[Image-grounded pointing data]

━━━━━━━━━━━━━━━━

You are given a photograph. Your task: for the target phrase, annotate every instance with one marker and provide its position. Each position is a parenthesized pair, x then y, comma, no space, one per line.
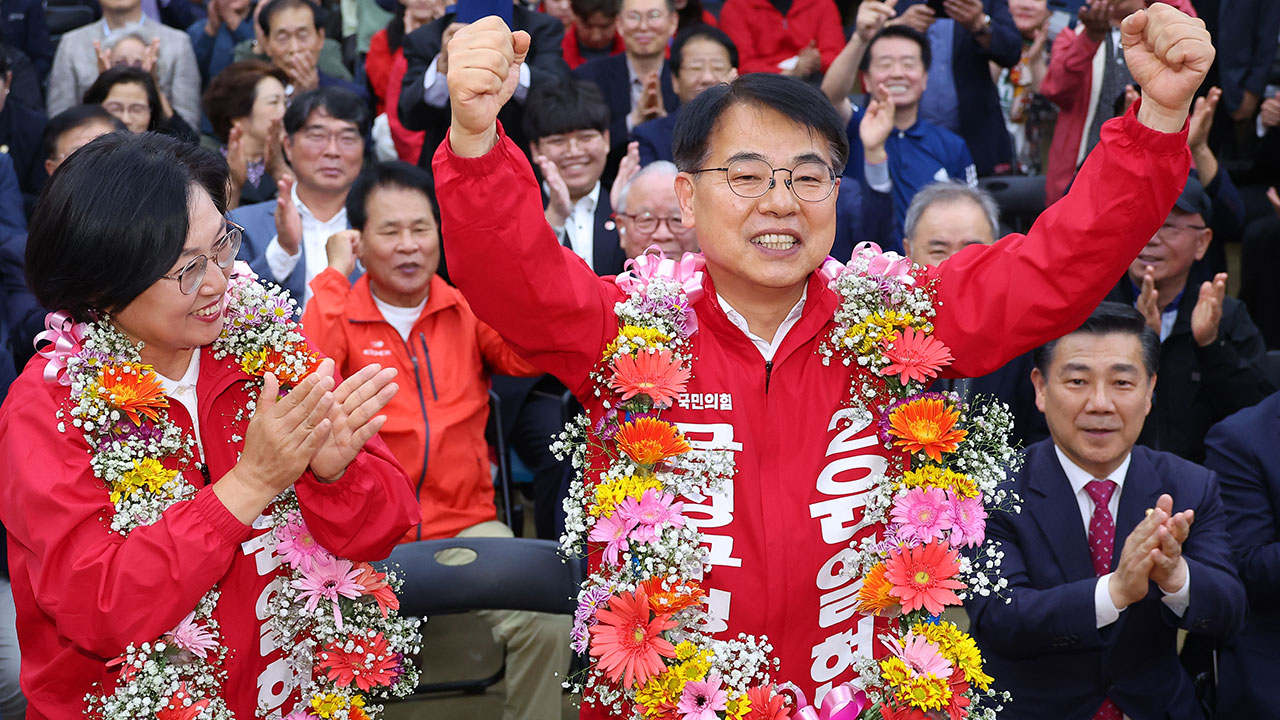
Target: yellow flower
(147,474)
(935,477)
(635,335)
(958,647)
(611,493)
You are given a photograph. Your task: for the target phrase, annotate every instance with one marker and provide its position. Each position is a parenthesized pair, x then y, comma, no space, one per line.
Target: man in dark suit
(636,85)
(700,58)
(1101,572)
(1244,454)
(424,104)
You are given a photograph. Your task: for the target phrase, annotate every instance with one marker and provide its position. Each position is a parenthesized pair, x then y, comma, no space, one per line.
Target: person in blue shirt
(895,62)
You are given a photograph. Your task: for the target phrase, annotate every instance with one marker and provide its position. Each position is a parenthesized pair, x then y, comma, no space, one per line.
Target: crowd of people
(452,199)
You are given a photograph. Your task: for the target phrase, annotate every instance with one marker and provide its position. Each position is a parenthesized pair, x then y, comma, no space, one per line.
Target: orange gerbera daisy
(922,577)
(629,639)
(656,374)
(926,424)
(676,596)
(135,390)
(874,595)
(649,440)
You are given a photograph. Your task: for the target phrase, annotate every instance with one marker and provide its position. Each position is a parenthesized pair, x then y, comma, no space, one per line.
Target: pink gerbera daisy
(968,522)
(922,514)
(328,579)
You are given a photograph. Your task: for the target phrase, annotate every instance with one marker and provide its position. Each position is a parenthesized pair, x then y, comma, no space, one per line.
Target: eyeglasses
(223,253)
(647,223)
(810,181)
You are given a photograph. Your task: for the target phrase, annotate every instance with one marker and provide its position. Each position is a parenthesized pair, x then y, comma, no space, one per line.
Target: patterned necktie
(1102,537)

━━━━━━━━━━━━━━━━

> YOUR ASSIGNMENT
Print every line above exactly as given, but not the pictures.

> SOLUTION TO THIS TASK
You are given a photograph. Your task: for the target phrase, annotate every instance with one marker and provide its position. Each position is a parenthesized pair, x then y, comma, no space, one per line.
Target: yellow flower
(147,474)
(935,477)
(635,335)
(958,647)
(611,493)
You are given a photograph. Your task: for the target phrase, annotate every instance with one marker and provide its position. Each position is a parenthesized pair, x then y, comma, no space, one per line.
Target: man in dark suit
(636,85)
(700,58)
(1101,572)
(1244,454)
(424,104)
You are given a photograph. Your task: for the target phrase, annotate every instance with one marker and provide its position. Each position is a parenthesized pair, x then y, comma, no space, one per line.
Target: person in blue shirt
(895,62)
You are given a photograph. Your task: for the target phrase, annotate every instance with one marker and provide its position. Each position is a parenthesized pair, x then y, comma, no space, one per line.
Target: crowd of people
(452,199)
You are given a photograph. Your task: for the target phrase, annotate every instance with one marker and provide its position. Each position is a parenthesized pair, x then y, comma, no space, one per line.
Target: orange gerbera daisy
(922,577)
(629,639)
(656,374)
(926,424)
(676,596)
(135,390)
(874,595)
(649,440)
You are given a photograph. Your task: for the target phrase, annotate every instance with one marker and provide its position. Each position is a parenthesized pair, x then y, comma, no space, one per line.
Target: pink gerbera daisy
(968,522)
(922,514)
(328,579)
You are given a photograph. Your task: for the target phrase, annotate every instance with one marker and provide its position. Each position is a parenthesized pair, x then y, comma, no space, one per line.
Target: eyeglasses
(223,253)
(647,223)
(810,181)
You are given a photograph. Your task: for the target phrase, annotate every instance with one marker and provide its position. Each position is a parenthesized pair, x then y, comma, no space, one per line.
Target: patterned necktie
(1102,537)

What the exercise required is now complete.